(Point-per-instance localization data)
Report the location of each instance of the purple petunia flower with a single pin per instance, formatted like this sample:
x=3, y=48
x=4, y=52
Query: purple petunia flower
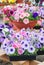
x=31, y=49
x=35, y=14
x=11, y=50
x=41, y=39
x=2, y=39
x=11, y=12
x=24, y=44
x=38, y=45
x=1, y=26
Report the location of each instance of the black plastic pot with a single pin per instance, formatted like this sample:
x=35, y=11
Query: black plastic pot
x=22, y=57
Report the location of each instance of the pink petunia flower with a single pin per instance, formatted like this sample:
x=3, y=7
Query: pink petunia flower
x=20, y=51
x=22, y=15
x=27, y=14
x=16, y=16
x=16, y=45
x=39, y=22
x=25, y=21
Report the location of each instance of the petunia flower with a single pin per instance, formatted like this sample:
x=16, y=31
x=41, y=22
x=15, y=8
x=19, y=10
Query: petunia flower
x=25, y=21
x=38, y=45
x=41, y=39
x=31, y=49
x=20, y=51
x=35, y=14
x=22, y=15
x=16, y=45
x=24, y=44
x=10, y=50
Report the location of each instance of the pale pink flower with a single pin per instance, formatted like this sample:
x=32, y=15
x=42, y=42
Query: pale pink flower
x=16, y=45
x=25, y=21
x=20, y=51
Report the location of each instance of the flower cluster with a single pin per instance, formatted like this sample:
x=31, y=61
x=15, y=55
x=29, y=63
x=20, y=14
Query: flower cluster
x=20, y=13
x=24, y=42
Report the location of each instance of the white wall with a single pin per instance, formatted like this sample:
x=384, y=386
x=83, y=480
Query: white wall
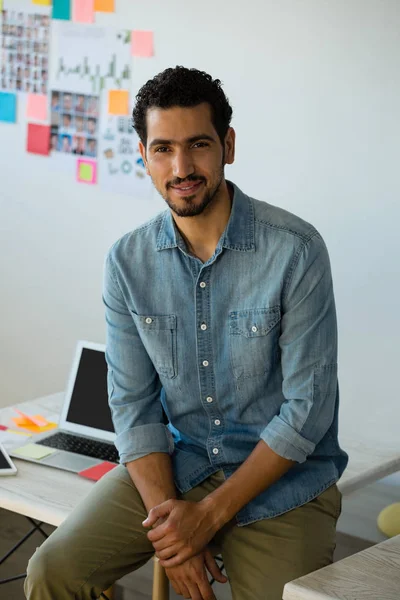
x=315, y=89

== ACTIVITY ==
Copy every line of the data above in which the string "each" appears.

== ANSWER FOR THIS EXERCISE ==
Report the location of each instance of the purple petunia flower with a single pin per instance, formatted like this sample:
Report the location of each instance of the black plastic pot with a single pin per instance, formatted like this sample:
Report the location of each instance of the pink petunia flower with a single pin per instance, formatted like this sample:
Report the location of each instance of the petunia flower with a single pin per instance, formatted like this sample:
Report the location of each instance of the pale pink flower with a single pin per instance, formatted like this sample:
Report the location of each instance of the flower cluster with a single pin per instance, formatted like this sample:
Report the location of each instance of the white wall with a single pin per instance, formatted like this sample:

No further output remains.